**WORK REQUIRED:**
Your answer must be an exact retyping of the line containing "Mark the pendant" and every line after it through the end of the records below, with no pictures and nothing else.

**MATERIAL FOR THE TASK:**
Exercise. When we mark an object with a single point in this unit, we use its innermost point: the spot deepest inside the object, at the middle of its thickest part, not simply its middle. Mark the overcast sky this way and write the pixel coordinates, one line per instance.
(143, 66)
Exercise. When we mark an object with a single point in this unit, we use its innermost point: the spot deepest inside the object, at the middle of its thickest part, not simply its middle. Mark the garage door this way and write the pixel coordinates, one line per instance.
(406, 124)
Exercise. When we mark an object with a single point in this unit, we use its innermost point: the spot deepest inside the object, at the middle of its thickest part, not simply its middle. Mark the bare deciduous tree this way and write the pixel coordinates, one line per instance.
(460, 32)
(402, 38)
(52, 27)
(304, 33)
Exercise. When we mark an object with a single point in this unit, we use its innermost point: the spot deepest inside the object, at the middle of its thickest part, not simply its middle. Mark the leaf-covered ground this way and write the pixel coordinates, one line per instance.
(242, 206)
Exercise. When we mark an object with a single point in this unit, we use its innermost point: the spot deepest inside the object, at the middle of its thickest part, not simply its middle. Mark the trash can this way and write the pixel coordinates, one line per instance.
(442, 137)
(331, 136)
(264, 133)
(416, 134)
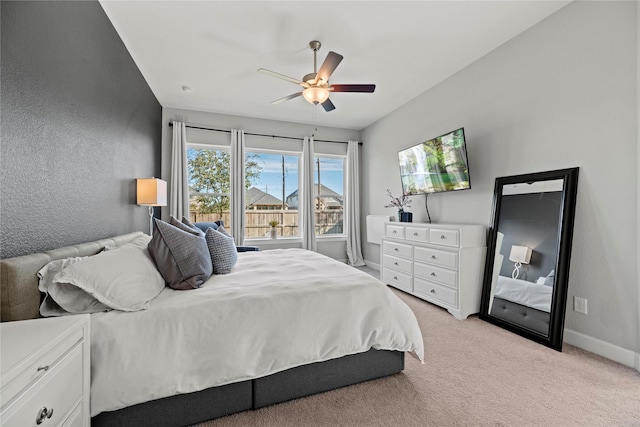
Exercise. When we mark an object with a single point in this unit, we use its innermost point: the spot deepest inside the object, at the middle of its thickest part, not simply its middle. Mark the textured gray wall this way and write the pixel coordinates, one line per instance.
(79, 124)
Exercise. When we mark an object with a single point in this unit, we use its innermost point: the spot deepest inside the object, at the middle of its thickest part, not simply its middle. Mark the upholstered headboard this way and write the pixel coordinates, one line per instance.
(19, 294)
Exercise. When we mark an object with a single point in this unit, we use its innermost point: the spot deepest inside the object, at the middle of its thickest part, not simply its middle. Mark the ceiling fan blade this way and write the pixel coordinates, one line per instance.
(353, 88)
(279, 76)
(286, 98)
(329, 65)
(328, 105)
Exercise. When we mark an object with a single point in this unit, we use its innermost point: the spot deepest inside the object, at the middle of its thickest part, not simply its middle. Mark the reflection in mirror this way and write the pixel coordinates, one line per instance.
(530, 240)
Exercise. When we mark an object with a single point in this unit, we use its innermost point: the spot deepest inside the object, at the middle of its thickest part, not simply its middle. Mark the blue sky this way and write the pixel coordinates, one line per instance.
(270, 181)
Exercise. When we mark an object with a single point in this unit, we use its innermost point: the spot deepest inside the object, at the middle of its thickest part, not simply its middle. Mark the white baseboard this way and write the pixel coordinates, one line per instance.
(372, 264)
(602, 348)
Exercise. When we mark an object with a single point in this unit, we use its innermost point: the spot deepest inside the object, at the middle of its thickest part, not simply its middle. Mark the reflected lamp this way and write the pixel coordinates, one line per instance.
(519, 255)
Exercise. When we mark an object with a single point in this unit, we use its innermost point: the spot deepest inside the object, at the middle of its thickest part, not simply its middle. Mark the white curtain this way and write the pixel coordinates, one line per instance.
(352, 206)
(179, 188)
(307, 201)
(237, 186)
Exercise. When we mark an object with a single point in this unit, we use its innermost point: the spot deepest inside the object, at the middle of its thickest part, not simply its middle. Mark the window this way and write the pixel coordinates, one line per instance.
(209, 183)
(329, 192)
(272, 193)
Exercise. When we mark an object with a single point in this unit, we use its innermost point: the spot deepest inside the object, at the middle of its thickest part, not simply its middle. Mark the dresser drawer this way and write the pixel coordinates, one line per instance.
(395, 231)
(397, 279)
(60, 390)
(417, 234)
(398, 249)
(435, 292)
(436, 257)
(436, 274)
(15, 380)
(76, 418)
(444, 237)
(401, 264)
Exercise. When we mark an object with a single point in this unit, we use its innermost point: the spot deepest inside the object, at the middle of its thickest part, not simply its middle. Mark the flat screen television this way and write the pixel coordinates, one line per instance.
(437, 165)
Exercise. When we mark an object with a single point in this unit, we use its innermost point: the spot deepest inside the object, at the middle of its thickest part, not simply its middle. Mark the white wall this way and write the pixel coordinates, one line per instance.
(562, 94)
(333, 247)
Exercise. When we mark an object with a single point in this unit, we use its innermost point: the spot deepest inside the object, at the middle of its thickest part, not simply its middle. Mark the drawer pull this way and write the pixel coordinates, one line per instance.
(43, 414)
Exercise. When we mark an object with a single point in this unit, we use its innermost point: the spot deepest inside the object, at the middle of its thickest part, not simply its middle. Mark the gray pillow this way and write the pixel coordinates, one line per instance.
(222, 249)
(181, 255)
(550, 279)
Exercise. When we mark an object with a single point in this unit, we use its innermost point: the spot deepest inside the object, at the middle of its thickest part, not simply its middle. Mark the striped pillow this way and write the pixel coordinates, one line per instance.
(222, 249)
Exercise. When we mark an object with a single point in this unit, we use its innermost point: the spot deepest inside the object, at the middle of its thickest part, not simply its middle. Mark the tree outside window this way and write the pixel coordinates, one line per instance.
(329, 195)
(209, 171)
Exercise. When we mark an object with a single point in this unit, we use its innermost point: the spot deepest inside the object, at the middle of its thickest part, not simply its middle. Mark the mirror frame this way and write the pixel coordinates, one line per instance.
(565, 237)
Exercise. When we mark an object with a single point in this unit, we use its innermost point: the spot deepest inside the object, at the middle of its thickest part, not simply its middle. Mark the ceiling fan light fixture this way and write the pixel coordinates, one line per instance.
(316, 95)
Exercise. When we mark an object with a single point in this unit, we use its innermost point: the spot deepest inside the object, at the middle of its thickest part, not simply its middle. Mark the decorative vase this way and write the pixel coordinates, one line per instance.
(405, 216)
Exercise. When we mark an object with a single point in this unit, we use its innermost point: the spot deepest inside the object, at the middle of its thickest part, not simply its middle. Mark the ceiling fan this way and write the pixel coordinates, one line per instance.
(316, 85)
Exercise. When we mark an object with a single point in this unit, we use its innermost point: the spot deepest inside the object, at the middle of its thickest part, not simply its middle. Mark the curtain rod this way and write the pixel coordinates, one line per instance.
(261, 134)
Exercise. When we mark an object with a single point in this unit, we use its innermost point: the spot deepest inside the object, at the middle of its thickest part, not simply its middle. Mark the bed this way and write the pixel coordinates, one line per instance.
(348, 327)
(523, 303)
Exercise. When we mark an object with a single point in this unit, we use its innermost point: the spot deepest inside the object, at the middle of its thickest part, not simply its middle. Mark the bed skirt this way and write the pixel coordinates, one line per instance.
(191, 408)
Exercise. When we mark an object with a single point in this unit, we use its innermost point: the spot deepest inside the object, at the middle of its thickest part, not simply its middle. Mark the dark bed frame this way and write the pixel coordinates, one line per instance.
(21, 300)
(518, 314)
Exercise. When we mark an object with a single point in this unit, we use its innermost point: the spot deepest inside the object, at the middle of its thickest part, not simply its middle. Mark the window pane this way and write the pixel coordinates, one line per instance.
(329, 190)
(209, 184)
(272, 194)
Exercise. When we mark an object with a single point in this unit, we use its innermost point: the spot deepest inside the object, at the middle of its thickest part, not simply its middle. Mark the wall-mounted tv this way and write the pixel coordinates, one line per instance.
(437, 165)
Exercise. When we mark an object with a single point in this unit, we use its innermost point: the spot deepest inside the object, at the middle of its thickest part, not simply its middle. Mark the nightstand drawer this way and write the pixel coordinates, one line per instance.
(444, 237)
(397, 279)
(436, 292)
(417, 234)
(59, 391)
(436, 274)
(395, 231)
(397, 249)
(401, 264)
(15, 380)
(436, 257)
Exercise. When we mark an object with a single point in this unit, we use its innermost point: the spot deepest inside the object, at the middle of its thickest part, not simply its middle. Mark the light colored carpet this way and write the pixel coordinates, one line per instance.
(475, 374)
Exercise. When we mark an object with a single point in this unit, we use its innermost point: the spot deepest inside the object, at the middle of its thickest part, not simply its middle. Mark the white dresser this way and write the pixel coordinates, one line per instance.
(44, 377)
(440, 263)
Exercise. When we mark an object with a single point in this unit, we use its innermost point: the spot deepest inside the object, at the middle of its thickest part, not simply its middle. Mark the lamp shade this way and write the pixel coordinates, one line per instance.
(315, 95)
(151, 192)
(521, 254)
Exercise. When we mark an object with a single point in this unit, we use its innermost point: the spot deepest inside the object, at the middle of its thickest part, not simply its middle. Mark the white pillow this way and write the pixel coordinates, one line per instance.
(62, 298)
(122, 279)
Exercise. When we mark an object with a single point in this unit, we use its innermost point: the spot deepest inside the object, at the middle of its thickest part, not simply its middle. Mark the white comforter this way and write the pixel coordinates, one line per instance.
(276, 310)
(529, 294)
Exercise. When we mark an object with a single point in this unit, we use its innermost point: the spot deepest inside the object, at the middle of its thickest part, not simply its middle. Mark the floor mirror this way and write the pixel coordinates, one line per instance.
(528, 254)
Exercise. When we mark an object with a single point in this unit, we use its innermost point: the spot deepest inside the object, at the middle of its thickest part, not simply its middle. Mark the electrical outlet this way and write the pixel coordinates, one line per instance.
(580, 305)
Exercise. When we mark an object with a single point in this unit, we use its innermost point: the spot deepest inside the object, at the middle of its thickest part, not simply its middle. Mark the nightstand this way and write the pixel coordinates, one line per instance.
(44, 375)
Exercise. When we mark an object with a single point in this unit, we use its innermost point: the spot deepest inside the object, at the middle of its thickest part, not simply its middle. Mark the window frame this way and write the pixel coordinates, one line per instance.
(343, 235)
(298, 155)
(211, 147)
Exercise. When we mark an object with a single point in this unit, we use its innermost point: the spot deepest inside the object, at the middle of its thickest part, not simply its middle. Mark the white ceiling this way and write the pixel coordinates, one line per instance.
(405, 48)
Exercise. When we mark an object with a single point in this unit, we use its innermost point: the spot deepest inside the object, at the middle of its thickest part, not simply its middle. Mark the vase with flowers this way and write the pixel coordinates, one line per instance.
(401, 203)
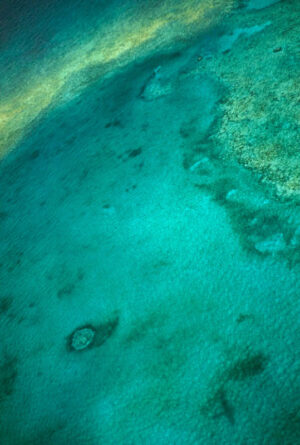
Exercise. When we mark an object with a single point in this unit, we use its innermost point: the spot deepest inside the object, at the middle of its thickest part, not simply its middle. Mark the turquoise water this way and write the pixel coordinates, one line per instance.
(150, 222)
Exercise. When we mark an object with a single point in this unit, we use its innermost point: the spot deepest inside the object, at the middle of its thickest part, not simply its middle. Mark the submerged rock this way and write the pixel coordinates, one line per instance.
(82, 338)
(90, 336)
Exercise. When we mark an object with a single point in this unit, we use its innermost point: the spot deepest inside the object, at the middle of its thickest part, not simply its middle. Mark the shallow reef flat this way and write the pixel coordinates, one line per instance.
(149, 222)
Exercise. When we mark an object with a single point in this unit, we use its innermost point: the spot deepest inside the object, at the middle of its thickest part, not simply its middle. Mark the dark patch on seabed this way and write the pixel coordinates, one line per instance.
(149, 222)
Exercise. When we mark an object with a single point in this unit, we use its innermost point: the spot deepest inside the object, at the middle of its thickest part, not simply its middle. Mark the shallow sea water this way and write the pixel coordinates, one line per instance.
(150, 222)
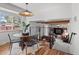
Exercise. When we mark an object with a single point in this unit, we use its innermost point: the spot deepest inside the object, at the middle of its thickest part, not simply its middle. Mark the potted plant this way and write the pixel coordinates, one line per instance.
(25, 28)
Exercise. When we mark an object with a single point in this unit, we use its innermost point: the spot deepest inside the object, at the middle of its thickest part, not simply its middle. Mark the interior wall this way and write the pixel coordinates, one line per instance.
(74, 49)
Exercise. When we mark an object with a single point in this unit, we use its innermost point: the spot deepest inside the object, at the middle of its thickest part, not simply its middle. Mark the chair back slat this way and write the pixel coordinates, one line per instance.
(9, 38)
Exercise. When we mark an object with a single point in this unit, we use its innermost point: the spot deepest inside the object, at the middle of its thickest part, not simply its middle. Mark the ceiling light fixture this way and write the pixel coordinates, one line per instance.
(25, 13)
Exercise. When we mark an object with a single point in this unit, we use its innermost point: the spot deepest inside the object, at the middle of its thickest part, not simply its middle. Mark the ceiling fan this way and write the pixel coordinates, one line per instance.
(26, 12)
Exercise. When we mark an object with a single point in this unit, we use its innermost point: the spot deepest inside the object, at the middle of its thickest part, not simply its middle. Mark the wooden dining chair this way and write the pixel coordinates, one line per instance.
(12, 41)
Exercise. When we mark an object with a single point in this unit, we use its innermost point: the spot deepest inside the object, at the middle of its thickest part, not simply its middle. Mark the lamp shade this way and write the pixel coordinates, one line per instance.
(25, 13)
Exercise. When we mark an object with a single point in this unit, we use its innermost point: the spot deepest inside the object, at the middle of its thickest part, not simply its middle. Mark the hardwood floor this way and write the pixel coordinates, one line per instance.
(4, 50)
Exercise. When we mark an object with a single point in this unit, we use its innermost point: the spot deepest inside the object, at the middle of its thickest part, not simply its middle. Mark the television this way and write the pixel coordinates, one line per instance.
(58, 31)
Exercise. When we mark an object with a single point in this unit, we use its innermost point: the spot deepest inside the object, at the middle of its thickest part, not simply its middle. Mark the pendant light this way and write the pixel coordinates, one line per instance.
(25, 13)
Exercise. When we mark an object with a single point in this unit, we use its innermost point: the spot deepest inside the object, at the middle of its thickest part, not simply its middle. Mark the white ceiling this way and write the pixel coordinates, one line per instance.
(44, 11)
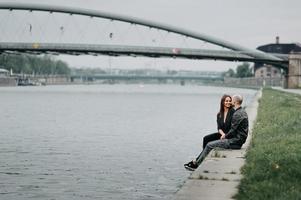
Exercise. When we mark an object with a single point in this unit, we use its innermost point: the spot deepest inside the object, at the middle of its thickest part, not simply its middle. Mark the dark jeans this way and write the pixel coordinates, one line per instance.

**RESULT BELOW:**
Exercise. When we mark an object with a single point in this unit, we use its innermost point: the spot deepest inside the object, at the middle of its thickest part, not simply its middle. Mark the pendant light this way and write the pixel coordinates, one line per instance.
(25, 13)
Exercise. When we mark an object with a single point in this unit, we use its innermost point: the spot deepest inside the object, at the middle of its thickest part, not simply its middle. Mark the white ceiling this way and write the pixel coordinates, one line per instance.
(44, 11)
Exercise. When we mark an object with a single point in this unit, we use its innermost point: the spot deepest inside the object, at the middle of its thickest part, not simply its middle. Mark the dark jeans this way and write the pixel coordinates, one line per instance.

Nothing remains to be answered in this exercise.